> **EXTRAIT SOURCE**
- Jimmy Jean
Vice-président, économiste en chef et stratège
Récession ou pas, l’économie subira les conséquences de la guerre commerciale
Y a‑t‑il une récession à l’horizon? Il s’agit de l’une des questions les plus fréquemment posées actuellement. Et c’est aussi l’une des questions pour lesquelles il y a le moins de clarté. Il y a encore quelques mois, les économistes et les marchés financiers s’accordaient largement à dire que les politiques commerciales de l’administration Trump – perturbatrices et fondamentalement en contradiction avec des décennies de libéralisation des échanges – orientaient l’économie américaine vers la contraction.
Cependant, la tendance du président à repousser l’application de ses mesures, à accorder des exemptions ou à revenir sur ses décisions les plus brutales a brouillé les cartes. Le risque de choc tarifaire prolongé, notamment en raison des effets de l’inflation et de son érosion du pouvoir d’achat des ménages, semble maintenant un peu réduit. Jusqu’à maintenant, les données concrètes, entre autres celles sur l’emploi et l’inflation, montrent que les dommages sont limités. Cela nous rassure un peu, mais il est trop tôt pour conclure que la divergence persistera entre les données liées à la confiance, qui s’est effondrée selon de nombreux indicateurs, et les données concrètes, qui montrent une certaine résilience.

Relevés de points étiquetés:

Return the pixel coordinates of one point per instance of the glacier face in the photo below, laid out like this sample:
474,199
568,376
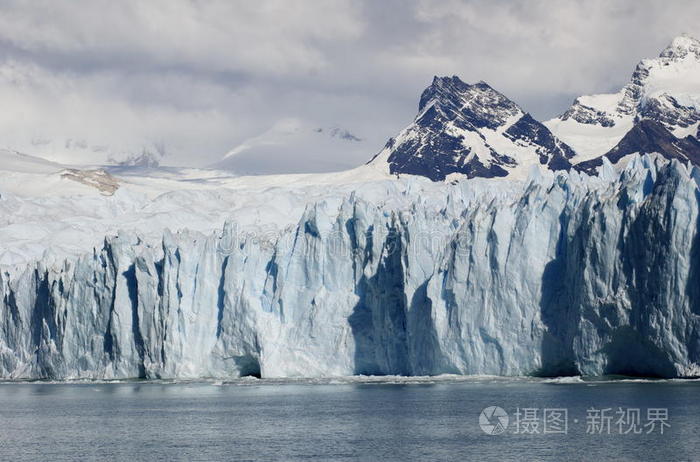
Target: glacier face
562,274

> **TÂCHE BRÈVE**
Dans l'extrait sur la guerre commerciale, relevez chacune des tendances du président qui, d'après l'auteur, ont brouillé les cartes.

> **EXERCICE CORRIGÉ**
- repousser l'application de ses mesures
- accorder des exemptions
- revenir sur ses décisions les plus brutales